Stored data entries
/---

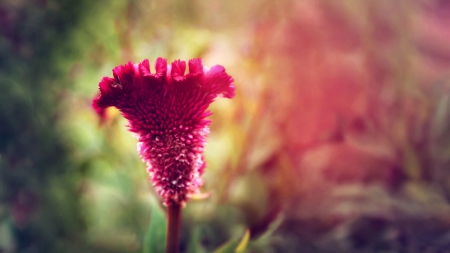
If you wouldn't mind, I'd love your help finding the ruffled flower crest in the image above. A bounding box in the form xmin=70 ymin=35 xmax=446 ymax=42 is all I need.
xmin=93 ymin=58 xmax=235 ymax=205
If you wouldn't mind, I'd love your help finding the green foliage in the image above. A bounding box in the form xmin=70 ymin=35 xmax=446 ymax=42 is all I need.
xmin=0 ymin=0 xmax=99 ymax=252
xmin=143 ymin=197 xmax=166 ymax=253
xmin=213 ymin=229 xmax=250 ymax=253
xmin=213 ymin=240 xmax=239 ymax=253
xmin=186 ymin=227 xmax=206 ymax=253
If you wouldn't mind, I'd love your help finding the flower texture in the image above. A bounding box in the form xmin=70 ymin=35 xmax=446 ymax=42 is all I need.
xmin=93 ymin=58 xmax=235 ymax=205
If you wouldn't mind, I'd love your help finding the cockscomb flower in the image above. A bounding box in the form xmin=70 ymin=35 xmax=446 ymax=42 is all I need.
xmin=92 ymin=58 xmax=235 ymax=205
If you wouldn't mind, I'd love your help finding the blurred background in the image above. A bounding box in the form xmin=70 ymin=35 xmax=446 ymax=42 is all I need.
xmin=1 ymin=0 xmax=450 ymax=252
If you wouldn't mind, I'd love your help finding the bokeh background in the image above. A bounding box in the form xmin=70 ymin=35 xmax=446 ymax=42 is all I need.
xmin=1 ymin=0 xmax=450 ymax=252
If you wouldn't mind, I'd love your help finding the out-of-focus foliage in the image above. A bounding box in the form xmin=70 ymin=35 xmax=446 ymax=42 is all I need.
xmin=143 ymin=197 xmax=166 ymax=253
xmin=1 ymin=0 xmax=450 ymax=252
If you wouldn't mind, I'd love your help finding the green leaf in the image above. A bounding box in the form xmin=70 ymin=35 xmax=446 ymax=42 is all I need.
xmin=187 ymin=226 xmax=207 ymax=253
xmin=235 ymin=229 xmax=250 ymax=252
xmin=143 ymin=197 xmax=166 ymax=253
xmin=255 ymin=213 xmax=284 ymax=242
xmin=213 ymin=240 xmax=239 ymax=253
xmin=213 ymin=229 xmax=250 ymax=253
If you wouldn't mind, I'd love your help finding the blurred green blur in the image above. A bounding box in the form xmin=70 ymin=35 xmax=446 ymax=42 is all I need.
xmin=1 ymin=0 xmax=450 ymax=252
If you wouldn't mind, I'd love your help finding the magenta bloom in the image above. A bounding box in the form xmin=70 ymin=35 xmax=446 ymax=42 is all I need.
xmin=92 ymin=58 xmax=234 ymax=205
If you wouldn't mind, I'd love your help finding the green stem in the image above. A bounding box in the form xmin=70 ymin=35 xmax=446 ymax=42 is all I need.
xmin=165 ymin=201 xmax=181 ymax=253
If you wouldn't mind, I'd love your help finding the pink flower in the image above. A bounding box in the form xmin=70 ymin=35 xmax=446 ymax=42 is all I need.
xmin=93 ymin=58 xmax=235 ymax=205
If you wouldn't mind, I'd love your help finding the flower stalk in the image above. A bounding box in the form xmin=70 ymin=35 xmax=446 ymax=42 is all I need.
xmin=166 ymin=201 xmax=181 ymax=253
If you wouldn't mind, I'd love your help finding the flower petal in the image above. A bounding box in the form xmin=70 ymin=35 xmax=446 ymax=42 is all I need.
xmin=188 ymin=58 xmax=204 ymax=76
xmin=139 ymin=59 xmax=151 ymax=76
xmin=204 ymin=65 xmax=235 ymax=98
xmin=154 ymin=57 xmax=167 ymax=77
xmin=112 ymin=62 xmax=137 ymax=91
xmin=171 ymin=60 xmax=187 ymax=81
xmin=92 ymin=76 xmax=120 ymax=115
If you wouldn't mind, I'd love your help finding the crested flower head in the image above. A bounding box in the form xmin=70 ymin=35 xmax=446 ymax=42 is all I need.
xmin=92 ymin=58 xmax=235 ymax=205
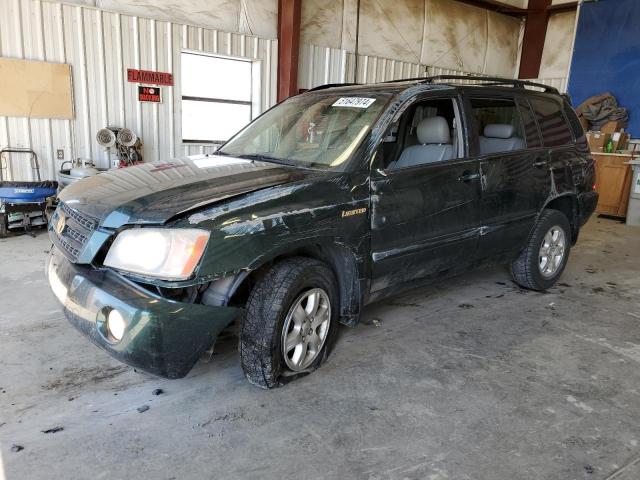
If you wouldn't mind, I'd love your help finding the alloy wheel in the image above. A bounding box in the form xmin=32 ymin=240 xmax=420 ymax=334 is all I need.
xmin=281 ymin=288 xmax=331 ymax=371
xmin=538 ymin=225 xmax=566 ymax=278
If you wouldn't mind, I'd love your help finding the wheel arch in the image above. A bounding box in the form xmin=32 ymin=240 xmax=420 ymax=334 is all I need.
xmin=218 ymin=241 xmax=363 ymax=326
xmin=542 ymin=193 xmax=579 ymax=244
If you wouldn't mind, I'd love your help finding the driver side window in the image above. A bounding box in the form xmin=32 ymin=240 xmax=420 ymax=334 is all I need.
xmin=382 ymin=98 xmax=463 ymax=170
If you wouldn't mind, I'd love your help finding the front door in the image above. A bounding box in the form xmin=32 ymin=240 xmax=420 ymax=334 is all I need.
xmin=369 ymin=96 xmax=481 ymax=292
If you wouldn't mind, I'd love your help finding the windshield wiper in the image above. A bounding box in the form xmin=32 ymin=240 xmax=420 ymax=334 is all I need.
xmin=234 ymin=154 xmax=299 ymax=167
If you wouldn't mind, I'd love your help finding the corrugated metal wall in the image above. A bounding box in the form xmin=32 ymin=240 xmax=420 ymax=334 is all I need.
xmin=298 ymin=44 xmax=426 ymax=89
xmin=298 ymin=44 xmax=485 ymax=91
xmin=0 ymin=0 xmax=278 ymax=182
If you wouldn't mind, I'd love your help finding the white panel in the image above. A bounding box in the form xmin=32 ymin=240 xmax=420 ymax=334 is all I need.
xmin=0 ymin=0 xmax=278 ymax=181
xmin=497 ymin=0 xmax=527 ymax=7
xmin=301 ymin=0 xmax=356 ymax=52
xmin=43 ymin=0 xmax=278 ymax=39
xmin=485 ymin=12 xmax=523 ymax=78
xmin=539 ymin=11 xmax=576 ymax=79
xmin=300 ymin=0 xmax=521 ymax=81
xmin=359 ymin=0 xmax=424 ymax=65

\---

When you copy the records above, keep every word exact and drop the pictures.

If you wouldn't mind, I'd love your help finding the ruffled flower crest in the image above. A bounding box in the form xmin=70 ymin=35 xmax=446 ymax=42 is all I need.
xmin=93 ymin=58 xmax=235 ymax=205
If you wouldn't mind, I'd love your help finding the green foliage in the image above. A bounding box in the form xmin=70 ymin=35 xmax=446 ymax=42 is all I need.
xmin=0 ymin=0 xmax=99 ymax=252
xmin=143 ymin=197 xmax=166 ymax=253
xmin=213 ymin=229 xmax=250 ymax=253
xmin=213 ymin=240 xmax=239 ymax=253
xmin=186 ymin=227 xmax=206 ymax=253
If you wouldn't mind, I'd love your help finding the flower texture in the image above. A bounding box in the form xmin=70 ymin=35 xmax=446 ymax=42 is all I need.
xmin=93 ymin=58 xmax=235 ymax=205
If you wouldn't mind, I'd love your help finding the cockscomb flower in the image above. A bounding box in the form xmin=70 ymin=35 xmax=446 ymax=42 is all I need.
xmin=92 ymin=58 xmax=235 ymax=205
If you wouldn't mind, I'd love your help finding the blurred background in the image above. A bounding box in the form xmin=70 ymin=35 xmax=446 ymax=42 is all I need.
xmin=1 ymin=0 xmax=450 ymax=252
If you wouldn't mind, I'd love your help finding the bokeh background in the image above. A bounding box in the form xmin=70 ymin=35 xmax=446 ymax=42 is all I need.
xmin=1 ymin=0 xmax=450 ymax=252
If you wouldn't mind, I'd love your help finding the out-of-focus foliage in the image above. A bounding box in the form xmin=70 ymin=35 xmax=446 ymax=42 is all I need.
xmin=143 ymin=197 xmax=166 ymax=253
xmin=1 ymin=0 xmax=450 ymax=252
If you wouldn't mind, I'd love your help finding the green leaf in the image above. A bounding box in the form xmin=70 ymin=35 xmax=446 ymax=42 is all I need.
xmin=187 ymin=226 xmax=207 ymax=253
xmin=235 ymin=229 xmax=250 ymax=252
xmin=143 ymin=197 xmax=166 ymax=253
xmin=255 ymin=213 xmax=284 ymax=242
xmin=213 ymin=240 xmax=239 ymax=253
xmin=213 ymin=229 xmax=250 ymax=253
If you wouldn't mind, I'd love your help finding the blurred green blur in the image above. A bounding box in the form xmin=70 ymin=35 xmax=446 ymax=42 is all I need.
xmin=1 ymin=0 xmax=450 ymax=252
If you wouldn't mind, I'd love your help finding the magenta bloom in the image above. A bounding box in the form xmin=70 ymin=35 xmax=446 ymax=42 is all I need.
xmin=92 ymin=58 xmax=234 ymax=205
If you wouldn't mind, I'd love your help finding the green stem in the image above. A bounding box in the form xmin=70 ymin=35 xmax=446 ymax=42 is all I need.
xmin=165 ymin=201 xmax=181 ymax=253
If you wouldn't mind, I'd love your help finding the pink flower in the image above. A bounding box in the form xmin=70 ymin=35 xmax=446 ymax=42 is all I need.
xmin=93 ymin=58 xmax=235 ymax=205
If you wouldn't mind, I'd love your help finding the flower stalk in the image above. A bounding box in the form xmin=70 ymin=35 xmax=446 ymax=42 is all I need.
xmin=166 ymin=201 xmax=181 ymax=253
If you wouldn't mind, I'd love your help finding the flower petal in the image above. A bounding box in the form xmin=70 ymin=35 xmax=446 ymax=42 is all I need.
xmin=188 ymin=58 xmax=204 ymax=76
xmin=139 ymin=59 xmax=151 ymax=76
xmin=204 ymin=65 xmax=235 ymax=98
xmin=154 ymin=57 xmax=167 ymax=77
xmin=112 ymin=62 xmax=137 ymax=91
xmin=171 ymin=60 xmax=187 ymax=81
xmin=92 ymin=76 xmax=120 ymax=115
If you wouldn't mind, I'd love your help finding the crested flower head in the image above. A bounding box in the form xmin=70 ymin=35 xmax=446 ymax=42 is all I need.
xmin=92 ymin=58 xmax=235 ymax=205
If you wouldn't mind, I'd love your help finding the alloy wheel in the image above. A bounding box in the form xmin=32 ymin=240 xmax=420 ymax=334 is all I need.
xmin=281 ymin=288 xmax=331 ymax=371
xmin=538 ymin=225 xmax=566 ymax=278
If you wouldn't mind, I'd love your help finding the wheel arch in the image above. A bounding box in the form xmin=32 ymin=240 xmax=420 ymax=334 is all I need.
xmin=218 ymin=241 xmax=363 ymax=326
xmin=542 ymin=193 xmax=579 ymax=244
If you wouldn't mind, I'd love your help finding the driver side window in the image above. A bounding box in the form xmin=32 ymin=240 xmax=420 ymax=334 is all I need.
xmin=382 ymin=98 xmax=463 ymax=170
If you wouldn't mind, I'd love your help finding the front door in the image above. A bounding box in the form xmin=32 ymin=240 xmax=420 ymax=334 is all I need.
xmin=369 ymin=96 xmax=481 ymax=292
If you wouldn't mind, I'd love your help finding the windshield wiper in the image above. A bounding box in the form xmin=32 ymin=240 xmax=420 ymax=334 is all I need.
xmin=234 ymin=154 xmax=299 ymax=167
If you wouldn't mind, I'd love your help finding the corrugated metal wall in the image above. A bounding box in the form xmin=32 ymin=240 xmax=420 ymax=334 is all I need.
xmin=298 ymin=44 xmax=426 ymax=89
xmin=298 ymin=44 xmax=485 ymax=91
xmin=0 ymin=0 xmax=278 ymax=182
If you wouldn't mind, I'd love your help finding the white panel in the image above. A bounding box in the form xmin=32 ymin=240 xmax=420 ymax=334 is all I need.
xmin=0 ymin=0 xmax=278 ymax=181
xmin=497 ymin=0 xmax=527 ymax=7
xmin=301 ymin=0 xmax=356 ymax=52
xmin=43 ymin=0 xmax=278 ymax=39
xmin=485 ymin=12 xmax=523 ymax=78
xmin=539 ymin=11 xmax=576 ymax=79
xmin=300 ymin=0 xmax=521 ymax=81
xmin=359 ymin=0 xmax=424 ymax=65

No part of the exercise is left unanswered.